Can you repeat the rows below, substituting "nonzero" for each "even-odd" and changing nothing else?

MATERIAL PROVIDED
• • • •

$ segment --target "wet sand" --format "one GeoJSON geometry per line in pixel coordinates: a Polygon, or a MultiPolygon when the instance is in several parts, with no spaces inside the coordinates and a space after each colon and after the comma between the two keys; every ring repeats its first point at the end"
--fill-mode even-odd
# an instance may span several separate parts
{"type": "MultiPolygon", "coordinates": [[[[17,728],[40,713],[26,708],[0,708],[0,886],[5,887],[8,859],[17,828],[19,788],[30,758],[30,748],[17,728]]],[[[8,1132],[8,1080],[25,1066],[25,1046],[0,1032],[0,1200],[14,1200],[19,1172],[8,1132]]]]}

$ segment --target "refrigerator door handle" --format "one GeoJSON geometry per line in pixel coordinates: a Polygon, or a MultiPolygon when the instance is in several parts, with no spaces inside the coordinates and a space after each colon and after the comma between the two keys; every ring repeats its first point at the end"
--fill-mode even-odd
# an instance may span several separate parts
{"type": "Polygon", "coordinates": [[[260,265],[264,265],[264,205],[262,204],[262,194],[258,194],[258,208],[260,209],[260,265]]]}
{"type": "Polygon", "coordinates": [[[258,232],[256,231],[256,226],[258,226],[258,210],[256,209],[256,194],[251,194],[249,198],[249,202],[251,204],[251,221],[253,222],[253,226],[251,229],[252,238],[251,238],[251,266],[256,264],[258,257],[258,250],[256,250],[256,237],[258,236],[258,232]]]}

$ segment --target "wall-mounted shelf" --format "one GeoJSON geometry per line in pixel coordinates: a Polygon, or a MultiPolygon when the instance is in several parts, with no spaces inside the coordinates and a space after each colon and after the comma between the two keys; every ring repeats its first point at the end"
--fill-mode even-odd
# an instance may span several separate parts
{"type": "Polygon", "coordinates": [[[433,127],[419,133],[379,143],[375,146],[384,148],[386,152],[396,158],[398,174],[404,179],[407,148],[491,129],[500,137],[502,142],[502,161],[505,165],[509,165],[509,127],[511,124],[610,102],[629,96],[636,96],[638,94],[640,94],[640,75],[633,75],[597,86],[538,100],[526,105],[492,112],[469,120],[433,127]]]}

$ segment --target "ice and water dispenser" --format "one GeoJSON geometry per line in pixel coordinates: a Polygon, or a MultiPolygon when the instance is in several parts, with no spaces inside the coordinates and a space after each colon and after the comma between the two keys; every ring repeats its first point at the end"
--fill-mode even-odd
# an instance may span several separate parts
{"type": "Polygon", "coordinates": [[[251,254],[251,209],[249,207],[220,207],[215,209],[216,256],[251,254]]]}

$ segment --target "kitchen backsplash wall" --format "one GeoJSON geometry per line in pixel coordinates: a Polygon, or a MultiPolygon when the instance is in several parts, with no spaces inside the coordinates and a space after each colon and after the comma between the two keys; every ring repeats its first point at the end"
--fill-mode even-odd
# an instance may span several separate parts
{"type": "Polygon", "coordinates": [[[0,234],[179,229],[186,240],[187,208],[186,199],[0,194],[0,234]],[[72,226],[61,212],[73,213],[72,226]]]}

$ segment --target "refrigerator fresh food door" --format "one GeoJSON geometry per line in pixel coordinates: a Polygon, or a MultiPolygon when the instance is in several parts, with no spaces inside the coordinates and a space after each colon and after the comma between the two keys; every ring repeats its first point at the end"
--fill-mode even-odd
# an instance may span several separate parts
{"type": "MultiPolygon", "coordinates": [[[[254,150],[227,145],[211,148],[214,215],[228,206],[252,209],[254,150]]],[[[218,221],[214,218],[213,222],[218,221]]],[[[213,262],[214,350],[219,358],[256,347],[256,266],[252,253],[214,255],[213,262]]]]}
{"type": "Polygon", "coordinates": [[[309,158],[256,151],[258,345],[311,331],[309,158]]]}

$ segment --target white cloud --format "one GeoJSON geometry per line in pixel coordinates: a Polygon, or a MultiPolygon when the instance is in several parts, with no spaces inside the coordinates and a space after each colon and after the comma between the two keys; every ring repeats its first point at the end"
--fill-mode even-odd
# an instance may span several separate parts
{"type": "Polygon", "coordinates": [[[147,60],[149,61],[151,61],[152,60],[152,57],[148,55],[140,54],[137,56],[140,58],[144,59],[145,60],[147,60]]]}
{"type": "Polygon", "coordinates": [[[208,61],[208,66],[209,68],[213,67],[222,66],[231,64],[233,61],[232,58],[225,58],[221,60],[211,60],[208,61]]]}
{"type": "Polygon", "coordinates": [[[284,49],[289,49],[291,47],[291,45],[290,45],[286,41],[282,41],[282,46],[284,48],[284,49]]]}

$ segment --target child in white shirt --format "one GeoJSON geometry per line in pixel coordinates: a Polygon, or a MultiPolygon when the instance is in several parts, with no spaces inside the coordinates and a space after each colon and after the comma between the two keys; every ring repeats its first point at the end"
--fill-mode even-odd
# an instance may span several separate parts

• • • •

RESULT OF THE TASK
$ segment --target "wet sand" --format "one GeoJSON geometry per line in pixel coordinates: a Polygon, or a MultiPolygon when the instance is in several parts, with no spaces inside the coordinates and a space after each colon and after the comma between the two keys; every ring repeats its first point at the end"
--fill-mode nonzero
# an instance may span several separate parts
{"type": "MultiPolygon", "coordinates": [[[[17,728],[40,713],[26,708],[0,708],[0,886],[5,887],[8,859],[17,828],[19,788],[30,758],[30,748],[17,728]]],[[[8,1132],[8,1080],[25,1066],[25,1046],[0,1032],[0,1200],[14,1200],[19,1172],[8,1132]]]]}

$ segment --target "refrigerator door handle" --format "one GeoJSON geometry per line in pixel coordinates: a Polygon, or a MultiPolygon when the instance is in several parts, with no spaces inside the coordinates and a space after each colon and after the comma between the two keys; every ring repeats its first point at the end"
--fill-mode nonzero
# an instance may span several separate parts
{"type": "Polygon", "coordinates": [[[260,265],[264,265],[264,205],[262,204],[262,194],[258,194],[258,208],[260,209],[260,265]]]}
{"type": "Polygon", "coordinates": [[[258,232],[256,231],[256,226],[258,226],[258,210],[256,209],[256,194],[251,194],[249,198],[249,202],[251,204],[251,221],[253,222],[253,226],[251,229],[252,238],[251,238],[251,266],[256,264],[258,257],[258,250],[256,250],[256,237],[258,236],[258,232]]]}

$ segment --target "wall-mounted shelf" --format "one GeoJSON geometry per line in pixel coordinates: a Polygon, or a MultiPolygon when the instance is in several parts, with no spaces inside the coordinates and a space after each colon and after the comma between the two keys; every ring repeats its first point at the end"
--fill-mode nonzero
# an instance may span several separate parts
{"type": "Polygon", "coordinates": [[[433,127],[419,133],[379,143],[375,146],[384,148],[386,152],[396,158],[398,174],[404,179],[407,148],[491,129],[500,137],[502,142],[502,161],[505,165],[509,165],[509,127],[511,124],[610,102],[629,96],[636,96],[638,94],[640,94],[640,75],[633,75],[597,86],[538,100],[526,105],[492,112],[469,120],[433,127]]]}

$ segment --target "ice and water dispenser" --format "one GeoJSON geometry per line in pixel coordinates: a Polygon, or a MultiPolygon when the instance is in several parts, with no spaces inside the coordinates and a space after each colon and after the comma between the two keys; every ring repeats its first point at the end"
--fill-mode nonzero
# an instance may span several separate parts
{"type": "Polygon", "coordinates": [[[251,254],[251,209],[249,207],[220,207],[215,209],[216,256],[251,254]]]}

$ segment --target "kitchen backsplash wall" --format "one GeoJSON geometry per line in pixel coordinates: a Polygon, or a MultiPolygon when the instance is in several parts, with no spaces inside the coordinates and a space after each colon and after the comma between the two keys; every ring repeats its first point at the end"
--fill-mode nonzero
# an instance may span several separate parts
{"type": "Polygon", "coordinates": [[[0,234],[179,229],[186,240],[187,208],[186,199],[0,194],[0,234]],[[72,226],[61,212],[73,213],[72,226]]]}

$ segment --target "refrigerator fresh food door" --format "one GeoJSON geometry per line in pixel coordinates: a Polygon, or a MultiPolygon when the instance is in several parts, with no spaces inside the coordinates and a space after each colon and after the comma between the two keys; every ring repeats its first point at the end"
--fill-mode nonzero
# an instance may span several separate parts
{"type": "MultiPolygon", "coordinates": [[[[254,150],[227,145],[211,148],[214,215],[228,206],[252,209],[254,150]]],[[[218,221],[214,218],[213,222],[218,221]]],[[[213,262],[214,350],[219,358],[256,347],[256,266],[252,253],[214,255],[213,262]]]]}
{"type": "Polygon", "coordinates": [[[309,158],[256,151],[258,345],[311,331],[309,158]]]}

$ segment --target white cloud --format "one GeoJSON geometry per line in pixel coordinates: a Polygon, or a MultiPolygon when the instance is in several parts, with no spaces inside the coordinates and a space after each colon and after the comma between the two keys; every ring repeats its first point at the end"
--fill-mode nonzero
# an instance may span several separate parts
{"type": "Polygon", "coordinates": [[[147,60],[149,61],[151,61],[152,60],[152,57],[148,55],[140,54],[137,56],[140,58],[144,59],[145,60],[147,60]]]}
{"type": "Polygon", "coordinates": [[[208,61],[208,66],[209,68],[213,67],[222,66],[231,64],[233,61],[232,58],[225,58],[221,60],[211,60],[208,61]]]}
{"type": "Polygon", "coordinates": [[[284,49],[289,49],[291,47],[291,45],[290,45],[286,41],[282,41],[282,46],[284,48],[284,49]]]}

$ segment --target child in white shirt --format "one GeoJSON geometry per line in pixel coordinates: a Polygon, or a MultiPolygon when the instance is in several parts, with no spaces inside the coordinates and a space after each colon and after the comma between the two keys; every ring repeats its first point at the end"
--fill-mode nonzero
# an instance may span several separate parts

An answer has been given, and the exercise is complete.